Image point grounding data

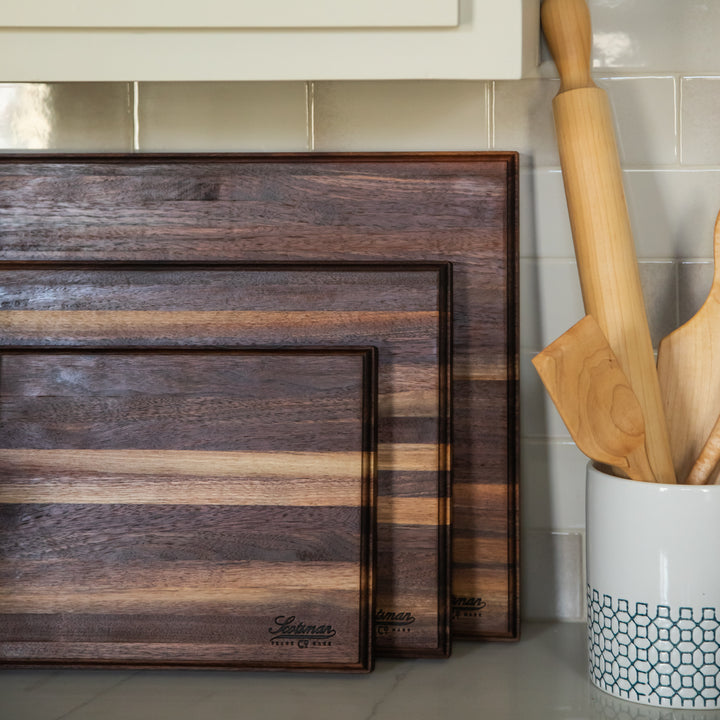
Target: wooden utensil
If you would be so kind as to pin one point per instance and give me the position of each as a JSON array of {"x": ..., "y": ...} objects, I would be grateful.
[
  {"x": 594, "y": 399},
  {"x": 604, "y": 246},
  {"x": 689, "y": 371},
  {"x": 704, "y": 468}
]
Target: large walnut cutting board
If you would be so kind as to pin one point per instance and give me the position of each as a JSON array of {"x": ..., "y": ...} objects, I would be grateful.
[
  {"x": 457, "y": 207},
  {"x": 401, "y": 310},
  {"x": 187, "y": 507}
]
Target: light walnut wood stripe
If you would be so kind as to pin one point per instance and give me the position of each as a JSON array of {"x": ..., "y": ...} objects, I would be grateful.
[
  {"x": 178, "y": 599},
  {"x": 179, "y": 477},
  {"x": 251, "y": 654},
  {"x": 413, "y": 511},
  {"x": 196, "y": 579},
  {"x": 413, "y": 457},
  {"x": 187, "y": 587},
  {"x": 138, "y": 323}
]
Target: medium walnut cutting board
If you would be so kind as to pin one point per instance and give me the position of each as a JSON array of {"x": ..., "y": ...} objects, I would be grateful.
[
  {"x": 401, "y": 310},
  {"x": 187, "y": 507},
  {"x": 433, "y": 207}
]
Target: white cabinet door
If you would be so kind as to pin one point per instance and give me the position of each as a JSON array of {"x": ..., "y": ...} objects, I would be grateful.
[
  {"x": 229, "y": 13},
  {"x": 162, "y": 40}
]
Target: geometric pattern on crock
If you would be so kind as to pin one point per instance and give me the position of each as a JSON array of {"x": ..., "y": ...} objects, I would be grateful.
[{"x": 652, "y": 654}]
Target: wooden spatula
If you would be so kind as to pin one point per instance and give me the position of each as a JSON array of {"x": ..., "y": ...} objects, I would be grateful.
[
  {"x": 594, "y": 399},
  {"x": 689, "y": 372},
  {"x": 705, "y": 467}
]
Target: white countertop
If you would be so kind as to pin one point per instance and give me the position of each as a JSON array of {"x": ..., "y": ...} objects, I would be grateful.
[{"x": 542, "y": 677}]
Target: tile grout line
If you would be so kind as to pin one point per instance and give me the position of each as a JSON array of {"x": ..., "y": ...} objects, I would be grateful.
[
  {"x": 490, "y": 113},
  {"x": 136, "y": 115},
  {"x": 310, "y": 113}
]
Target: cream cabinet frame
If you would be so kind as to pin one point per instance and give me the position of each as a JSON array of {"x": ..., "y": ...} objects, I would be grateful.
[{"x": 72, "y": 40}]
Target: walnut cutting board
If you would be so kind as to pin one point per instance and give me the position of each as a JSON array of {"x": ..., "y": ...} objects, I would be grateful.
[
  {"x": 401, "y": 310},
  {"x": 431, "y": 207},
  {"x": 187, "y": 507}
]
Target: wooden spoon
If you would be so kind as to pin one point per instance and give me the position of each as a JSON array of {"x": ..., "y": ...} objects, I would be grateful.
[
  {"x": 594, "y": 399},
  {"x": 689, "y": 372}
]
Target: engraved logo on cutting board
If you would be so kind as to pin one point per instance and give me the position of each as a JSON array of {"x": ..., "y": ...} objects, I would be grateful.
[
  {"x": 387, "y": 622},
  {"x": 289, "y": 631},
  {"x": 464, "y": 607}
]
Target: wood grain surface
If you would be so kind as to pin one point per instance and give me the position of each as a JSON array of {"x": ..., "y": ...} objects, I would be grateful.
[
  {"x": 185, "y": 507},
  {"x": 403, "y": 312},
  {"x": 310, "y": 207}
]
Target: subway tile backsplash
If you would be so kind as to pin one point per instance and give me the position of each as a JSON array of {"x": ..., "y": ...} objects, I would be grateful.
[{"x": 659, "y": 61}]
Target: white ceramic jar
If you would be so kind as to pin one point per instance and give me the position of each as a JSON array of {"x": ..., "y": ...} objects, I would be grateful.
[{"x": 653, "y": 584}]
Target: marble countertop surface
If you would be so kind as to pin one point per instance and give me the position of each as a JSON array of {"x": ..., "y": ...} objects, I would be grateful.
[{"x": 541, "y": 677}]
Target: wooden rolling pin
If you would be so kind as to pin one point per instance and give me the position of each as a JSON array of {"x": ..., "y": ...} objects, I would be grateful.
[{"x": 604, "y": 247}]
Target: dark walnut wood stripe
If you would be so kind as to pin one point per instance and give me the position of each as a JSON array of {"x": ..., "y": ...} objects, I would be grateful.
[
  {"x": 457, "y": 207},
  {"x": 406, "y": 317},
  {"x": 119, "y": 548}
]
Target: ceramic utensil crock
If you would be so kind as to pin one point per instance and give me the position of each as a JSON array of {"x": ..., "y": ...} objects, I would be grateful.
[{"x": 653, "y": 584}]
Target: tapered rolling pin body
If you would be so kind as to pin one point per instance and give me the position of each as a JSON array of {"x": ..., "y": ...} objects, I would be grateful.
[{"x": 604, "y": 247}]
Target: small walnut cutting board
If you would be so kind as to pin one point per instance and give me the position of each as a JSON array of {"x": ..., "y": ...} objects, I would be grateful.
[{"x": 187, "y": 507}]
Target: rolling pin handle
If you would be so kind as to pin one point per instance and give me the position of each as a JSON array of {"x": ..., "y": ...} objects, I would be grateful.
[{"x": 567, "y": 29}]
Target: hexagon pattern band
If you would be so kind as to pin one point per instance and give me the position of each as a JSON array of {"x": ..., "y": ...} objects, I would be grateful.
[{"x": 657, "y": 655}]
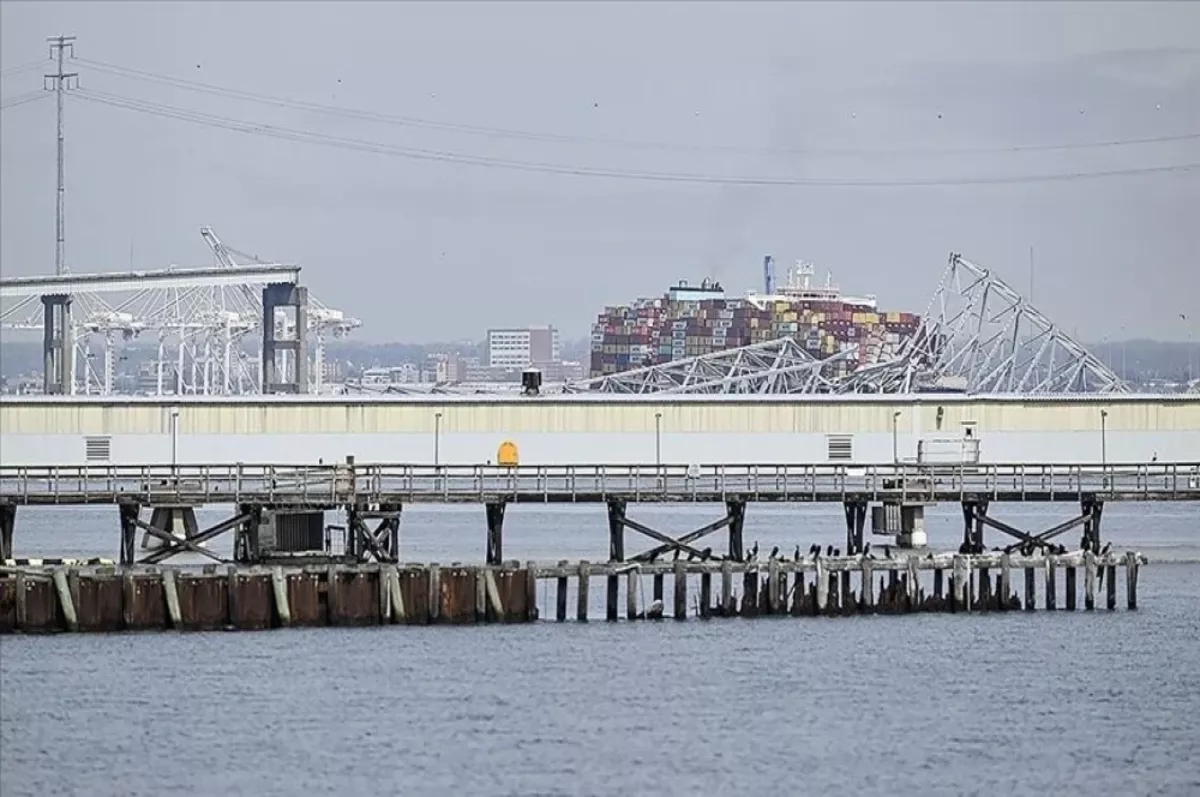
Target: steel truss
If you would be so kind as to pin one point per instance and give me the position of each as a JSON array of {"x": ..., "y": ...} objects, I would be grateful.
[
  {"x": 978, "y": 336},
  {"x": 779, "y": 366}
]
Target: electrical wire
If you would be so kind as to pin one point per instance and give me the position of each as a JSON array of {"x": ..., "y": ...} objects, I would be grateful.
[
  {"x": 502, "y": 132},
  {"x": 24, "y": 67},
  {"x": 22, "y": 99},
  {"x": 309, "y": 137}
]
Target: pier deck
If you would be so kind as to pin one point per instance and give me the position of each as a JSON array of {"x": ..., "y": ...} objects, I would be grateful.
[
  {"x": 339, "y": 485},
  {"x": 109, "y": 599}
]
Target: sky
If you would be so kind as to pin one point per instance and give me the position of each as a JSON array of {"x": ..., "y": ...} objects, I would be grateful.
[{"x": 954, "y": 108}]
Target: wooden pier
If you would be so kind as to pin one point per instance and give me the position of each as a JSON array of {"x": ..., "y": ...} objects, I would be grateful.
[
  {"x": 279, "y": 509},
  {"x": 111, "y": 599}
]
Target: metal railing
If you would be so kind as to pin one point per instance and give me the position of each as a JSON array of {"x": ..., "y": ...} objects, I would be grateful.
[{"x": 343, "y": 484}]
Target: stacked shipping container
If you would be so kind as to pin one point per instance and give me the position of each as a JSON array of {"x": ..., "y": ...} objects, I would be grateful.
[{"x": 673, "y": 327}]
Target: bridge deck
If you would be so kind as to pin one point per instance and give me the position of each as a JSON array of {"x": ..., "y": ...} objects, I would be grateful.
[{"x": 333, "y": 485}]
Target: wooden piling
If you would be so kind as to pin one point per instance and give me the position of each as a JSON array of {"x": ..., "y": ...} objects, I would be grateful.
[
  {"x": 681, "y": 587},
  {"x": 1132, "y": 580},
  {"x": 280, "y": 593},
  {"x": 1051, "y": 585},
  {"x": 611, "y": 604},
  {"x": 65, "y": 603},
  {"x": 867, "y": 600},
  {"x": 633, "y": 579},
  {"x": 171, "y": 594},
  {"x": 581, "y": 604},
  {"x": 561, "y": 599},
  {"x": 1110, "y": 587},
  {"x": 729, "y": 605},
  {"x": 1089, "y": 580}
]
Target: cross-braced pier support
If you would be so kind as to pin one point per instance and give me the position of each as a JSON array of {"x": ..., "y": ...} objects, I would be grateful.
[
  {"x": 382, "y": 543},
  {"x": 975, "y": 516},
  {"x": 618, "y": 521}
]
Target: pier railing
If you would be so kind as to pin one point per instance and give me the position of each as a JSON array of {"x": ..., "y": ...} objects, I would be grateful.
[{"x": 347, "y": 484}]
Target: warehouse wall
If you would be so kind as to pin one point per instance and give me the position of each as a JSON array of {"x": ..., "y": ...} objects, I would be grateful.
[{"x": 549, "y": 431}]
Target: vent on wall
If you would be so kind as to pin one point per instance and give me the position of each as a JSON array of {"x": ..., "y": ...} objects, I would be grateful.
[
  {"x": 97, "y": 449},
  {"x": 841, "y": 448}
]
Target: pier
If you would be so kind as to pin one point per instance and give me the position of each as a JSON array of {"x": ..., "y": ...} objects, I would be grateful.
[
  {"x": 279, "y": 510},
  {"x": 286, "y": 569},
  {"x": 109, "y": 599}
]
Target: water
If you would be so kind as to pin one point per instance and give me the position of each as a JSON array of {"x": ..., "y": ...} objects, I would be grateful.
[{"x": 930, "y": 703}]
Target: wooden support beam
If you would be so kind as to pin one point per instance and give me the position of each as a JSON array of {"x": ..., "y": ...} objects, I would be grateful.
[
  {"x": 1089, "y": 581},
  {"x": 581, "y": 604},
  {"x": 175, "y": 545},
  {"x": 171, "y": 594},
  {"x": 681, "y": 587},
  {"x": 729, "y": 603},
  {"x": 496, "y": 532},
  {"x": 7, "y": 522},
  {"x": 280, "y": 592},
  {"x": 1132, "y": 580},
  {"x": 561, "y": 599},
  {"x": 617, "y": 523}
]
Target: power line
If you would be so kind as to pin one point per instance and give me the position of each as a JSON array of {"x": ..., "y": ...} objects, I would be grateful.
[
  {"x": 502, "y": 132},
  {"x": 23, "y": 67},
  {"x": 22, "y": 99},
  {"x": 309, "y": 137}
]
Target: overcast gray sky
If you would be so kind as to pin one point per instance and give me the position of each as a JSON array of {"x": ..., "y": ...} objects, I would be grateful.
[{"x": 425, "y": 250}]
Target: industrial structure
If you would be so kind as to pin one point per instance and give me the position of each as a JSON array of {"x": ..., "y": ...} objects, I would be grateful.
[{"x": 217, "y": 331}]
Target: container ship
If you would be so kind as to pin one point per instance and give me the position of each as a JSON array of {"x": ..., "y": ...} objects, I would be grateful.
[{"x": 694, "y": 319}]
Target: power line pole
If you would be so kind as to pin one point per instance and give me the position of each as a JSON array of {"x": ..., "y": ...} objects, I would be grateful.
[{"x": 59, "y": 46}]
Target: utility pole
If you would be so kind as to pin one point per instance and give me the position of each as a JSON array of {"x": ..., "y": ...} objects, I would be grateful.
[{"x": 61, "y": 81}]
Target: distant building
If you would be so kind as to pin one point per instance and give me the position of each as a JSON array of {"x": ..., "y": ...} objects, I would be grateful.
[{"x": 519, "y": 348}]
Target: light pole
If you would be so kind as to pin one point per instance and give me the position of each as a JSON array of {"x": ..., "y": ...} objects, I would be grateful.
[
  {"x": 658, "y": 439},
  {"x": 437, "y": 438},
  {"x": 1104, "y": 438},
  {"x": 174, "y": 437},
  {"x": 895, "y": 437}
]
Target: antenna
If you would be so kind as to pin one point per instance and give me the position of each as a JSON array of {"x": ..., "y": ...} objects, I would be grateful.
[{"x": 60, "y": 45}]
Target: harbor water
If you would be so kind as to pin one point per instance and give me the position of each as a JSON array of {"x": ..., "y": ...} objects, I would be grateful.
[{"x": 1075, "y": 703}]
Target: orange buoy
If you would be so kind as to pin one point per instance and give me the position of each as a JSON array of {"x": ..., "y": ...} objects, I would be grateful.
[{"x": 507, "y": 455}]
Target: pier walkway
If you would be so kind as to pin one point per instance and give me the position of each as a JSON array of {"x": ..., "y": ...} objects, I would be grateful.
[
  {"x": 339, "y": 485},
  {"x": 279, "y": 510}
]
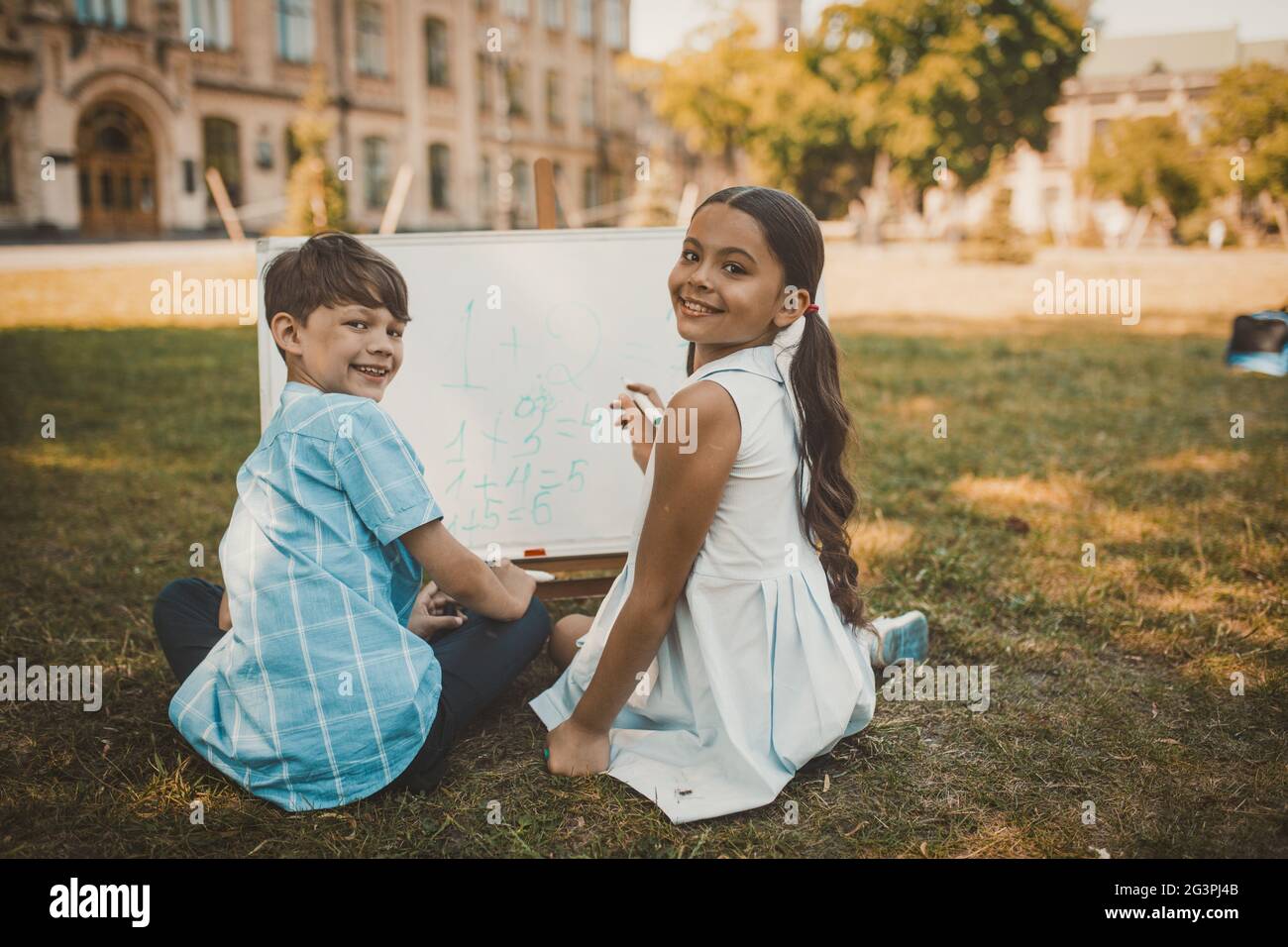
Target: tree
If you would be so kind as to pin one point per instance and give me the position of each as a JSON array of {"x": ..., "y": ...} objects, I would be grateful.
[
  {"x": 952, "y": 84},
  {"x": 907, "y": 85},
  {"x": 1249, "y": 111},
  {"x": 706, "y": 93},
  {"x": 1149, "y": 162},
  {"x": 314, "y": 200},
  {"x": 997, "y": 240}
]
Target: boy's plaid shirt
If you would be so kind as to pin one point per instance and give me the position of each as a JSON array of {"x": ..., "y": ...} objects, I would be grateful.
[{"x": 318, "y": 694}]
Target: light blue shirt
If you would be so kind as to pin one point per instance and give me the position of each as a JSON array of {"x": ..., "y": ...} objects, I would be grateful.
[{"x": 318, "y": 694}]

PROBLEM STATEMENT ->
Leaving every picture behind, retype the entries above exactly, from the first line through the line with "Target: tile grout line", and stop there.

RESPONSE TO THE EXERCISE ->
Target: wooden utensil
If you would be so kind as to pin one point per instance and give me the position of each as a JSON array of {"x": ..., "y": ...} objects, I would be grateful.
[
  {"x": 594, "y": 399},
  {"x": 604, "y": 246},
  {"x": 689, "y": 371},
  {"x": 704, "y": 468}
]
Target: large walnut cutting board
If you would be so kind as to pin one point per instance and give me the position of each as a JSON array of {"x": ..., "y": ...} objects, I would be grateful.
[
  {"x": 457, "y": 207},
  {"x": 401, "y": 310},
  {"x": 187, "y": 507}
]
Target: light walnut wood stripe
If you would be so kind as to pin one point per instance and give me the position of each as a JSON array of {"x": ..., "y": ...} objects, I would be grateful.
[
  {"x": 178, "y": 599},
  {"x": 179, "y": 477},
  {"x": 251, "y": 654},
  {"x": 413, "y": 511},
  {"x": 196, "y": 579},
  {"x": 413, "y": 457},
  {"x": 187, "y": 587},
  {"x": 138, "y": 323}
]
Target: medium walnut cutting board
If you would be so kind as to pin one point per instance and give me the position of each as a JSON array of {"x": ..., "y": ...} objects, I would be grateful.
[
  {"x": 401, "y": 310},
  {"x": 187, "y": 507},
  {"x": 433, "y": 207}
]
Target: white cabinet door
If you would be so kind as to pin one point per instance and give me the position of each as a JSON array of {"x": ..., "y": ...} objects, I would be grateful.
[
  {"x": 229, "y": 13},
  {"x": 162, "y": 40}
]
Target: geometric pattern on crock
If you would be so kind as to pin one point per instance and give me the position of each as a JSON array of {"x": ..., "y": ...} objects, I would be grateful.
[{"x": 652, "y": 654}]
Target: wooden spatula
If you would be so kind as to pin one point per instance and give me the position of each as a JSON array of {"x": ..., "y": ...} objects, I would be grateful.
[
  {"x": 594, "y": 399},
  {"x": 689, "y": 372},
  {"x": 705, "y": 467}
]
Target: white countertop
If you would be so kind as to pin one point per instance and give me the position of each as a JSON array of {"x": ..., "y": ...} objects, I would be grateful.
[{"x": 542, "y": 677}]
Target: tile grout line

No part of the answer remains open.